Rows from a dataset —
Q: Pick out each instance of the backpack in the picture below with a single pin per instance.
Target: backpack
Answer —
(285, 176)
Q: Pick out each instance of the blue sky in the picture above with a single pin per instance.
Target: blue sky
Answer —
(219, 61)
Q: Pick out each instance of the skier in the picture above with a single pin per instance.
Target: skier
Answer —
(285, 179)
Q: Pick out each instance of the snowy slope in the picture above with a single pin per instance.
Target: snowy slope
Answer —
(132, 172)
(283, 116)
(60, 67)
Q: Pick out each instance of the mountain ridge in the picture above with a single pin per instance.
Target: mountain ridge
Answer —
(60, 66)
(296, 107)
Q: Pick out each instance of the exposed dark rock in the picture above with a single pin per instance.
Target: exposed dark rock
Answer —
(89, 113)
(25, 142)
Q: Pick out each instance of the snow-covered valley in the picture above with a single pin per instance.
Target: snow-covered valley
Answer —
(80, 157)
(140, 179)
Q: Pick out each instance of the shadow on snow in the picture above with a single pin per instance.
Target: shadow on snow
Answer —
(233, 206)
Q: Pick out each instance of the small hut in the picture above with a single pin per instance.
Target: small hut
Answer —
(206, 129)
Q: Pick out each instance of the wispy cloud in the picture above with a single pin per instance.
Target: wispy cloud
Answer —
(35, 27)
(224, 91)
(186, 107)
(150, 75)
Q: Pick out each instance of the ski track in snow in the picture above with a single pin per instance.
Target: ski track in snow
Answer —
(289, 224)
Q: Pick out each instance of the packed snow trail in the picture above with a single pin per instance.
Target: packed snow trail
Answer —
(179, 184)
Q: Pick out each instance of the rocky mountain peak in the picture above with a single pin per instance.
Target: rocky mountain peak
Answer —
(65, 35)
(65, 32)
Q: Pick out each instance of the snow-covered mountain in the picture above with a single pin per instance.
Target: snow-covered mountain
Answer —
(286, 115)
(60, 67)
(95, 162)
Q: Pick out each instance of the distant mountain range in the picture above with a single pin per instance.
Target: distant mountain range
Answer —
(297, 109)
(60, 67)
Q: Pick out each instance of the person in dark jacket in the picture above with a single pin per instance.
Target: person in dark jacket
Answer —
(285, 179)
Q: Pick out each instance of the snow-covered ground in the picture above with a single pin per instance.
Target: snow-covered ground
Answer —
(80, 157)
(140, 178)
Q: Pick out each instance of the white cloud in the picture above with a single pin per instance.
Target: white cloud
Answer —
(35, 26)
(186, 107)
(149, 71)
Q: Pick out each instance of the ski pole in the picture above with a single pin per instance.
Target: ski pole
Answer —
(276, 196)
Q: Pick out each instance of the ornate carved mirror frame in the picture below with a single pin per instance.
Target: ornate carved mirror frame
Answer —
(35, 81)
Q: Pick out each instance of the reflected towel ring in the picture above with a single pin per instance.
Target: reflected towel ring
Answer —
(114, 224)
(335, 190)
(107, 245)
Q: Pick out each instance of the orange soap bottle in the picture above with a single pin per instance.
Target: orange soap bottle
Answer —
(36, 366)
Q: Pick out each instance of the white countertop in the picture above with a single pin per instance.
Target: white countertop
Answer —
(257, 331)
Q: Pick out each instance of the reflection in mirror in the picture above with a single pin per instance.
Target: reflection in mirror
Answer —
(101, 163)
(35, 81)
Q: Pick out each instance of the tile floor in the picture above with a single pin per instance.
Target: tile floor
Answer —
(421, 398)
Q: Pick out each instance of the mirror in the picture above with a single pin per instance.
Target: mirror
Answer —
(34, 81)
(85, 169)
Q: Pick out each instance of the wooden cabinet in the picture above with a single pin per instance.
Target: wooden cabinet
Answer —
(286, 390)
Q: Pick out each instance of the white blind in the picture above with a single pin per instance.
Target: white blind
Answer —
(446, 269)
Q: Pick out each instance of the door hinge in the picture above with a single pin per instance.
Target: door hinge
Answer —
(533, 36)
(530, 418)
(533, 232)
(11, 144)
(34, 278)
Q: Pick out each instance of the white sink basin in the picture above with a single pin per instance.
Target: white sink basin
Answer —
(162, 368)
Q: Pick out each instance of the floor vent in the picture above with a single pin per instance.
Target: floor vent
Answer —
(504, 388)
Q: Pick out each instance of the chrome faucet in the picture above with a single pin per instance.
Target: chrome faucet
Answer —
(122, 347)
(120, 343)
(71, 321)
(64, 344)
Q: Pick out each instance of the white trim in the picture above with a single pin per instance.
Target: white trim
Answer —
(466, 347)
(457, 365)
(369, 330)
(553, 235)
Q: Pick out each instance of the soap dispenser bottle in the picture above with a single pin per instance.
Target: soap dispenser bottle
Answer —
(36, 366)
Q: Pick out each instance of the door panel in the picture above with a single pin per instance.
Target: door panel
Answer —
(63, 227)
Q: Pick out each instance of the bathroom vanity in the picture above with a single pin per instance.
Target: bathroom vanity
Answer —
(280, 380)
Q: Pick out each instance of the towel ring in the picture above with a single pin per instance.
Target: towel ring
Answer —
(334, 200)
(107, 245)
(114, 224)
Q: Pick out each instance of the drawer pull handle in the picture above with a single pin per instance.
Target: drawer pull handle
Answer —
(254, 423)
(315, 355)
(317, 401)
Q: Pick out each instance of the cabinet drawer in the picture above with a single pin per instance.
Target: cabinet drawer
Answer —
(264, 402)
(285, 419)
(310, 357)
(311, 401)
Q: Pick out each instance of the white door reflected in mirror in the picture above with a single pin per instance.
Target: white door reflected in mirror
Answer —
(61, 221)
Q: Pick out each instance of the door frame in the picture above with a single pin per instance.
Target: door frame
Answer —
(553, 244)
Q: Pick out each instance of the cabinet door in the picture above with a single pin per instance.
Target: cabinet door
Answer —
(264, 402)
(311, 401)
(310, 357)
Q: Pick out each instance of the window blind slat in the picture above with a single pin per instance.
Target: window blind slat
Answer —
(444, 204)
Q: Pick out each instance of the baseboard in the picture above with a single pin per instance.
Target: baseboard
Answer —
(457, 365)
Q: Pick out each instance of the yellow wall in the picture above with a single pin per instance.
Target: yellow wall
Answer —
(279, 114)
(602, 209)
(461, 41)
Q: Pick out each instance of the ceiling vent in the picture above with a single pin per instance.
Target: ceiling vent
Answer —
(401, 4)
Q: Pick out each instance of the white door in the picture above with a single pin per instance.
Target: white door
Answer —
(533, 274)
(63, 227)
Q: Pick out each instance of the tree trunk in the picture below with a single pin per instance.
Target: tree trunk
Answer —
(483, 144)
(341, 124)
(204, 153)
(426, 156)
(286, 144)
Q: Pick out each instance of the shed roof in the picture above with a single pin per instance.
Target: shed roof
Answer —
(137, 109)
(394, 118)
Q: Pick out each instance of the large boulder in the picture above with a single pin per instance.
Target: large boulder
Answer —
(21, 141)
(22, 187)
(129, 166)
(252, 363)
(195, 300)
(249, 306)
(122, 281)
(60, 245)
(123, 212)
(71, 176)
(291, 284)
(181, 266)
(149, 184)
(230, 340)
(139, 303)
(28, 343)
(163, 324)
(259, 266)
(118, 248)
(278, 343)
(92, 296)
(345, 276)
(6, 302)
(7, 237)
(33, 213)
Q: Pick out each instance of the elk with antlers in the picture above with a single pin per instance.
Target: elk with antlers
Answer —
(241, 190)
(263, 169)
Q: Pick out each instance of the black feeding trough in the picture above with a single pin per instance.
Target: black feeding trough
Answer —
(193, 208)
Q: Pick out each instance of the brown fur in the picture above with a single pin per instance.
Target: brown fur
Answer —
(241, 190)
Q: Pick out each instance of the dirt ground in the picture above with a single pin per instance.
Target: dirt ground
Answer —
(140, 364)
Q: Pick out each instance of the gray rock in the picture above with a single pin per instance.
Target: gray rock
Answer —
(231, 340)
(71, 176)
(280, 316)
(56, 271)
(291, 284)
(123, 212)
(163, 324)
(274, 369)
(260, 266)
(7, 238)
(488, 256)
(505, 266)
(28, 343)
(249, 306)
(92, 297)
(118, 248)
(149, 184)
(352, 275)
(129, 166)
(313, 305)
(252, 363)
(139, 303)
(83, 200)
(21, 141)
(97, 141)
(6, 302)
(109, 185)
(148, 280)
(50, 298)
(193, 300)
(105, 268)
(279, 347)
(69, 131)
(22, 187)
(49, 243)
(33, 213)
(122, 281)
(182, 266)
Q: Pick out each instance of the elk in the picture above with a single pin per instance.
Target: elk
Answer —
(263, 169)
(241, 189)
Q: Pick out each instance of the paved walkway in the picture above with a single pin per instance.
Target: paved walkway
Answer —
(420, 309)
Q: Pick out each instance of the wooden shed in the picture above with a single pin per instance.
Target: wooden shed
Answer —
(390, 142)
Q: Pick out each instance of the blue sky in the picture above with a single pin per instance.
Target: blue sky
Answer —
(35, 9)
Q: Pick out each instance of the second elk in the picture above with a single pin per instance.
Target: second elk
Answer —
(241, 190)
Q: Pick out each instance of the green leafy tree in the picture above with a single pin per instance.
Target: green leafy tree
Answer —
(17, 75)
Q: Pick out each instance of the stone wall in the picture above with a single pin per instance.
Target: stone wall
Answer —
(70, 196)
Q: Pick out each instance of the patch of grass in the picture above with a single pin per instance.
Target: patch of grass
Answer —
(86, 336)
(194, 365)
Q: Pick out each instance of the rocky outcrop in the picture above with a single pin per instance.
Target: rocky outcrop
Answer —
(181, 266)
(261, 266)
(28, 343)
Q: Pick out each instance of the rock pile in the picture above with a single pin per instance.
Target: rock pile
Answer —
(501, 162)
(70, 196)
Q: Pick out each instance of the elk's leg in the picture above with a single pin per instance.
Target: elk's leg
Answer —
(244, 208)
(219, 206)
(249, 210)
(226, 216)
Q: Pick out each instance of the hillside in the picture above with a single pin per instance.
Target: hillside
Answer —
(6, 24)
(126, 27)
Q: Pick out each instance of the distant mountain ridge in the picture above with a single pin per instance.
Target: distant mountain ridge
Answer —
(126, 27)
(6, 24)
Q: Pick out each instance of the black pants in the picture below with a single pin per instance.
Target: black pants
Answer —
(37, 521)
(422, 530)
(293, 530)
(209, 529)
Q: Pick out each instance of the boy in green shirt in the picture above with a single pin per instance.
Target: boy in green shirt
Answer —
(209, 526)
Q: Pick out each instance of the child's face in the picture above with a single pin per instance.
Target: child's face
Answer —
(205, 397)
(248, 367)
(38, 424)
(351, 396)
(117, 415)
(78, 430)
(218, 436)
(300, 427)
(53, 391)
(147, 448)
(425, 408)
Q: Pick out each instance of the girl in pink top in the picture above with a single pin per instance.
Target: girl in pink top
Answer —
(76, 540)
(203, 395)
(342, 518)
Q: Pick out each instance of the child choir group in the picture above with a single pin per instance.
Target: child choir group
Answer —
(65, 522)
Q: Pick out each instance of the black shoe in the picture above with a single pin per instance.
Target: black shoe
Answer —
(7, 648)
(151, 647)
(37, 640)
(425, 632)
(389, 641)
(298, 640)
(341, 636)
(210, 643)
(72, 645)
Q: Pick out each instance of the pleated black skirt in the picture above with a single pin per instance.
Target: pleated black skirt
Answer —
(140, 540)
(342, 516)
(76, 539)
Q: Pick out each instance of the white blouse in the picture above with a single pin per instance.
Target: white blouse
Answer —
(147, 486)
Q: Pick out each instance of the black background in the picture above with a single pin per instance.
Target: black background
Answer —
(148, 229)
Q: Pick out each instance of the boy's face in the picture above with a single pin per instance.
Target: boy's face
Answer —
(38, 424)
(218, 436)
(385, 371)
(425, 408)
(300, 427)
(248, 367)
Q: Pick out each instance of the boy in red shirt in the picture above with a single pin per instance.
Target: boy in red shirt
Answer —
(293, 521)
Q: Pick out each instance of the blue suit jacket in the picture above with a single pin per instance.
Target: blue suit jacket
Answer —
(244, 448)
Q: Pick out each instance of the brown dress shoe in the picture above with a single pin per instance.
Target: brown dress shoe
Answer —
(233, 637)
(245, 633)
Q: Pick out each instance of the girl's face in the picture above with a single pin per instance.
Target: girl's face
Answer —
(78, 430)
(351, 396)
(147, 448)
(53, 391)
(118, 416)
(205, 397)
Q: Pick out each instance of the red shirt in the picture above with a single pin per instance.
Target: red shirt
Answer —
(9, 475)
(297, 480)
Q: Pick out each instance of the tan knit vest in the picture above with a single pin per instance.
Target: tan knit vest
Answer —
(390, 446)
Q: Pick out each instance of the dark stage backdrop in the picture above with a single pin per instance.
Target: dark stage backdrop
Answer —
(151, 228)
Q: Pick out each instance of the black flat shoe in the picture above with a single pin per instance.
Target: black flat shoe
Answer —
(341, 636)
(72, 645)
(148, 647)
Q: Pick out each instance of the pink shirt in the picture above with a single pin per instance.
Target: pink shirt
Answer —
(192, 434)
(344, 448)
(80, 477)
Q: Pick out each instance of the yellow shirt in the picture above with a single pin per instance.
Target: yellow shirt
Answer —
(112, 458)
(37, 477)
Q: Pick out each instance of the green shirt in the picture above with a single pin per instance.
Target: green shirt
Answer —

WHAT IS EXPECTED — Give exactly the lines from the one with "Q: Pick out each instance of the black flat" to the end of the entries, nothing before them.

EXERCISE SOLUTION —
Q: Pick out each instance of the black flat shoe in the picture above with a single pin per instance.
Target: black flat shoe
Answer —
(341, 636)
(72, 645)
(148, 647)
Q: Pick out each instance of the pink shirt in the picture above with a single pin per instance.
Target: pink shirt
Answer —
(192, 434)
(344, 448)
(80, 477)
Q: Pick out each instance of the yellow shirt in the picture above with a single pin per instance.
Target: yellow shirt
Answer —
(112, 458)
(37, 477)
Q: Pick out each instance of the green shirt in the picture above with a single pin per instance.
Target: green shirt
Answer —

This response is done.